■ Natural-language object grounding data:

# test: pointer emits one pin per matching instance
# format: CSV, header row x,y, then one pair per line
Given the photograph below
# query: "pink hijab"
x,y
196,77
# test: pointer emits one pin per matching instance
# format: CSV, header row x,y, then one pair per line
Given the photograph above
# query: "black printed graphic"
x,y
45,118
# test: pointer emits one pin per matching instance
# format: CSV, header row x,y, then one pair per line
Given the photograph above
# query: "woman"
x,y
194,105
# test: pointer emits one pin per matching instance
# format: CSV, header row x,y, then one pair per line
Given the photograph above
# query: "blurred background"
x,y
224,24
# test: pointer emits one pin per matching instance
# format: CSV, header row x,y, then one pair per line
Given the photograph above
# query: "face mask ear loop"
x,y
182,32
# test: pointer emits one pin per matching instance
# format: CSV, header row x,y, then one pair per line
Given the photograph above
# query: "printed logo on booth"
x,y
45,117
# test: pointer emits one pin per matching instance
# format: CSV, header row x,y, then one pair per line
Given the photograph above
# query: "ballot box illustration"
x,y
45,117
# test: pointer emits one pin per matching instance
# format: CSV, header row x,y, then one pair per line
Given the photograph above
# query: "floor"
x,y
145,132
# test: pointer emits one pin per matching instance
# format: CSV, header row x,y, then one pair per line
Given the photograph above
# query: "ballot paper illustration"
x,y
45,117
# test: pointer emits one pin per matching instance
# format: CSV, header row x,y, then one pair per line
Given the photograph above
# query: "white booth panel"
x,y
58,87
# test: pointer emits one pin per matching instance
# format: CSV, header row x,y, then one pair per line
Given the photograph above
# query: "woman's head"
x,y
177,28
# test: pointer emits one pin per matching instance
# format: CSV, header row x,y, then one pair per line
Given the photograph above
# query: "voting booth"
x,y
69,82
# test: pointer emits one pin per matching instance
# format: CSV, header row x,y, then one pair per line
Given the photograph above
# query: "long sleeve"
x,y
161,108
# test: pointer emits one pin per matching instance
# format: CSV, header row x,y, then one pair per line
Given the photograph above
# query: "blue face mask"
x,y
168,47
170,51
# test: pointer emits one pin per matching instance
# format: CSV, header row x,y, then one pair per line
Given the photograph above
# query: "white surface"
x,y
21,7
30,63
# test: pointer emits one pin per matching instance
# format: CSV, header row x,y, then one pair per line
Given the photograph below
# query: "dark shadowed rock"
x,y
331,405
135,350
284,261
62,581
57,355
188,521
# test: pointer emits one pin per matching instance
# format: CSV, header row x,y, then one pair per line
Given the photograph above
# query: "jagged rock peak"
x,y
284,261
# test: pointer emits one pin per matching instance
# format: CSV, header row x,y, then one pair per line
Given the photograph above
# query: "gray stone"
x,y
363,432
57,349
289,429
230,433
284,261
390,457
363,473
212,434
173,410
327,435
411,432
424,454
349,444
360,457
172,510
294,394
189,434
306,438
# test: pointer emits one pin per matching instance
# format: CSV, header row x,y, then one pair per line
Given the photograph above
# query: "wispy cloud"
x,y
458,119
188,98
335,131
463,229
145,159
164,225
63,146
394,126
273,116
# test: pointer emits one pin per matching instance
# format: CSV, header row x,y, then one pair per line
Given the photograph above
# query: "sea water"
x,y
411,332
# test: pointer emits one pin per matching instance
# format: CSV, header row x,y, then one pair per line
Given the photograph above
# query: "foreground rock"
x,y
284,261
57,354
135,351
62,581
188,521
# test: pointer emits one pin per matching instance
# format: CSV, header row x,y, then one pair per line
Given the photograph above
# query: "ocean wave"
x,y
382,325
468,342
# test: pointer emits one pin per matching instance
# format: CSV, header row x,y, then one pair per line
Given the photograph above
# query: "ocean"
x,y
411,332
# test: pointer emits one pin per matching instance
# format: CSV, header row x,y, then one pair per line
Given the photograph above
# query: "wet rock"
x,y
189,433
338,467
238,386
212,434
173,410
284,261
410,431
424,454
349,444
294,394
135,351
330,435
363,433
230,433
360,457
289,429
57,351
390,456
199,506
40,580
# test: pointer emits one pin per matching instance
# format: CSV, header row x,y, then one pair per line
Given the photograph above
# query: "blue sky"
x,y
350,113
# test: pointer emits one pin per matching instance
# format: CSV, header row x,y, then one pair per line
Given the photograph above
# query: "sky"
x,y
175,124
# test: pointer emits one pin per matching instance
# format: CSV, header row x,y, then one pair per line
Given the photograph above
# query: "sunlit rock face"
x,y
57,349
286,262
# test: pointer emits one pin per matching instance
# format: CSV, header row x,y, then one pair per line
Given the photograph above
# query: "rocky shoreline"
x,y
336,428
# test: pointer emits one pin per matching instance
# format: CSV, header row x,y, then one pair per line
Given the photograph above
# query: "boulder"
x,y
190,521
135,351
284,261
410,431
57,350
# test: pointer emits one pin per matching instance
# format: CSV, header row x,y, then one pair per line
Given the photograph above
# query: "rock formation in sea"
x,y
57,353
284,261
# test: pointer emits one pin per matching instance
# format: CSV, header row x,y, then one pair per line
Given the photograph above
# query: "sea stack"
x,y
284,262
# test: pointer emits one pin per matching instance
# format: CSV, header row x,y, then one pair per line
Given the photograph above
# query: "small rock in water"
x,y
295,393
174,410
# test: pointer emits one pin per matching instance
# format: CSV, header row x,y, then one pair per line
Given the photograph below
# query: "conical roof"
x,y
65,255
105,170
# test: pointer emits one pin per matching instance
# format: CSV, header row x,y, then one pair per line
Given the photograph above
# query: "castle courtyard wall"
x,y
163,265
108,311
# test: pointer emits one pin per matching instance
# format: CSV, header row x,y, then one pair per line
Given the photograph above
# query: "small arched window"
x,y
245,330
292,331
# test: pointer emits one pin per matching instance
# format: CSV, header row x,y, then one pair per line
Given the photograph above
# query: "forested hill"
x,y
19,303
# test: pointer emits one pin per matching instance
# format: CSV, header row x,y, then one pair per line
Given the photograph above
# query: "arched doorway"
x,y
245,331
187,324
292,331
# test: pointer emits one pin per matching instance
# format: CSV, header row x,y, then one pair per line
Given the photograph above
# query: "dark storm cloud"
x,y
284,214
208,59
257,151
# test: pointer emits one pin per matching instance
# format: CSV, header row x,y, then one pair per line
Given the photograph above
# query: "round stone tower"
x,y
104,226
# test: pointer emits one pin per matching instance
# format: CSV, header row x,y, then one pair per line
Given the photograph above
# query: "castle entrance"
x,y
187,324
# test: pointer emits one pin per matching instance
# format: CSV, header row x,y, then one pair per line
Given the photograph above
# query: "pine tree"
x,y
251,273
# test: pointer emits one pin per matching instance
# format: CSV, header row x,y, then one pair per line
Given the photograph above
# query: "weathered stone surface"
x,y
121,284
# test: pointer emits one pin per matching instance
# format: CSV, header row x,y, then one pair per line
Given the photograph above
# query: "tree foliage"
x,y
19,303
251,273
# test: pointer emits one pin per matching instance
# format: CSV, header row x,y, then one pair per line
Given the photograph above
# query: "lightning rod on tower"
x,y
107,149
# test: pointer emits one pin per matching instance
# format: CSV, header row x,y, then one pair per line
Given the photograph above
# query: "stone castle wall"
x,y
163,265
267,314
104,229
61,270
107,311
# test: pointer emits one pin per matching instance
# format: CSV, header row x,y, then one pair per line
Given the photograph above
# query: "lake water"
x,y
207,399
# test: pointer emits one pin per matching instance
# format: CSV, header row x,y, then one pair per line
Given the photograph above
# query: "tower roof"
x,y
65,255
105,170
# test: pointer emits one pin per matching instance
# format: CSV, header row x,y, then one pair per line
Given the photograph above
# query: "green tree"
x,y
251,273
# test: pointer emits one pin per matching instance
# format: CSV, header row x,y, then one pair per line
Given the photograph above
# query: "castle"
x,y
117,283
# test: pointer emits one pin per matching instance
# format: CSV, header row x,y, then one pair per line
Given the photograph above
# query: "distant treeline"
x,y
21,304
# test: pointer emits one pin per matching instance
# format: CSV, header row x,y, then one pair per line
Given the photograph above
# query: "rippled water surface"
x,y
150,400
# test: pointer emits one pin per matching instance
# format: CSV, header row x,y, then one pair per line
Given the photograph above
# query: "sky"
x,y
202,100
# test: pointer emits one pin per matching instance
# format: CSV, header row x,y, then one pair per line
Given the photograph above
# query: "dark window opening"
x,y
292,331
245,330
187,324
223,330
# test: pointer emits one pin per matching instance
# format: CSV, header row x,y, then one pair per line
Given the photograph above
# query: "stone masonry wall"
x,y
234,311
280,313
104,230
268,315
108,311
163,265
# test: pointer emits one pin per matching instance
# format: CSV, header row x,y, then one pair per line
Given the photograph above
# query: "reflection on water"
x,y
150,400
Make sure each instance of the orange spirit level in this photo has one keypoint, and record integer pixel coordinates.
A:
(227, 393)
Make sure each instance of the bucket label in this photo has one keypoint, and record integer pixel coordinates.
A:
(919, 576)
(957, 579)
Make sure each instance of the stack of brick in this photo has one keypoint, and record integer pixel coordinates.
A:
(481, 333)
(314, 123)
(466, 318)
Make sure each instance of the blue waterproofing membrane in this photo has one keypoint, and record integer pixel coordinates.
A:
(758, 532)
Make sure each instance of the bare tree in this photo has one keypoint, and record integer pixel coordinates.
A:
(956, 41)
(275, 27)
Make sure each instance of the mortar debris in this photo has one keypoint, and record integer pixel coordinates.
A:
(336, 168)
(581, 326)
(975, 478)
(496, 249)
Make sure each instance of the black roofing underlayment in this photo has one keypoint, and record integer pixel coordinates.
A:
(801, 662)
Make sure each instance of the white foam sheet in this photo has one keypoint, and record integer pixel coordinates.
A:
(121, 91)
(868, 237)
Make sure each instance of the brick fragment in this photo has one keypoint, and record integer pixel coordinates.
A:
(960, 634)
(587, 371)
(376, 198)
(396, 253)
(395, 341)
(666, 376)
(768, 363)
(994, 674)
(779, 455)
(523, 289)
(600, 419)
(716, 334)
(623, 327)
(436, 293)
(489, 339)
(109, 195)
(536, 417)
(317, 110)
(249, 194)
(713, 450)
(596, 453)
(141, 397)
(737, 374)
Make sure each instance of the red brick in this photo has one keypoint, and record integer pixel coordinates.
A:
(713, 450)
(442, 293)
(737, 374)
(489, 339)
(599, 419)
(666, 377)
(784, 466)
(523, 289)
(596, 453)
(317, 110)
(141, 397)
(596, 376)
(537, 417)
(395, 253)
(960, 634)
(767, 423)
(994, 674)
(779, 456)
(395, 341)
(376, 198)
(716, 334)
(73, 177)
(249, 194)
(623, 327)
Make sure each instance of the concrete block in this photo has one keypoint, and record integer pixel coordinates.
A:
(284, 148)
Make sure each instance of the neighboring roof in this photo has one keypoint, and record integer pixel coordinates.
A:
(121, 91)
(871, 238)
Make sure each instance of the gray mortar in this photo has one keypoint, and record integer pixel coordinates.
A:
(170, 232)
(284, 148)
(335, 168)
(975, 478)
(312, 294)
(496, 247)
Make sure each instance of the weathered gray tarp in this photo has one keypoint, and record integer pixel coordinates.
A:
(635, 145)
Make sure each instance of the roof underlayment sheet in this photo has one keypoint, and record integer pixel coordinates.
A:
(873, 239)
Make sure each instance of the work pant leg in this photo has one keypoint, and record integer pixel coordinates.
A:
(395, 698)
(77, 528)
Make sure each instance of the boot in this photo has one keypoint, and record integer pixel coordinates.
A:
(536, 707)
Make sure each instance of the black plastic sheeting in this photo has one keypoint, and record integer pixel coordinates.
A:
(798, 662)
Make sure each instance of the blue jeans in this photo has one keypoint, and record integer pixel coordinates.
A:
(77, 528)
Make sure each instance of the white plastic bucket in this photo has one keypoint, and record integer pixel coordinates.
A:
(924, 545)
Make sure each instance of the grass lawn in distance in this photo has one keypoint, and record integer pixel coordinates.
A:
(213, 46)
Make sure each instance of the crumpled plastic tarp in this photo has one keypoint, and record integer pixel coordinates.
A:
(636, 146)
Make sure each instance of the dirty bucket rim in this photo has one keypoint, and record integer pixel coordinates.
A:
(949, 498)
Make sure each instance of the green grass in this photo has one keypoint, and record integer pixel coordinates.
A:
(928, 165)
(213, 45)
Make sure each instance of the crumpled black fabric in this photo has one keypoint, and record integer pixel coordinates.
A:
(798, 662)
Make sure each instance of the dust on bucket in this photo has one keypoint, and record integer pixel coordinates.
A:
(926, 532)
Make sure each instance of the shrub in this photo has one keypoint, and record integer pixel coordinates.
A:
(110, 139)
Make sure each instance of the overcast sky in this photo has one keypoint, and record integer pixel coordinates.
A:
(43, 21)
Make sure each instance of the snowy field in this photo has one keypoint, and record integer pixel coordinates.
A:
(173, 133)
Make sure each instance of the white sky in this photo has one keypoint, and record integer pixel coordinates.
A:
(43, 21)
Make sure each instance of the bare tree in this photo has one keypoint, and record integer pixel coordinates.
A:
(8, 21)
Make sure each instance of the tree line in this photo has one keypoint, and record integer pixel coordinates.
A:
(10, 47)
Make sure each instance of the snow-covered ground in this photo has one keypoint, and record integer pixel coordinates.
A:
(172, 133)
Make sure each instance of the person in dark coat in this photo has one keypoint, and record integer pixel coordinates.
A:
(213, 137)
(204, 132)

■ Description of the task:
Begin with the line containing "Make sure each instance of the snow-covered" and repeat each line exactly until the records above end.

■ Solution to this task:
Make sure each instance of the snow-covered ground in this photo has one keypoint, and record integer pixel coordinates.
A:
(172, 133)
Make sure each instance of the person in dark coat in this photo has one keypoint, and record integer pixel coordinates.
A:
(213, 137)
(204, 132)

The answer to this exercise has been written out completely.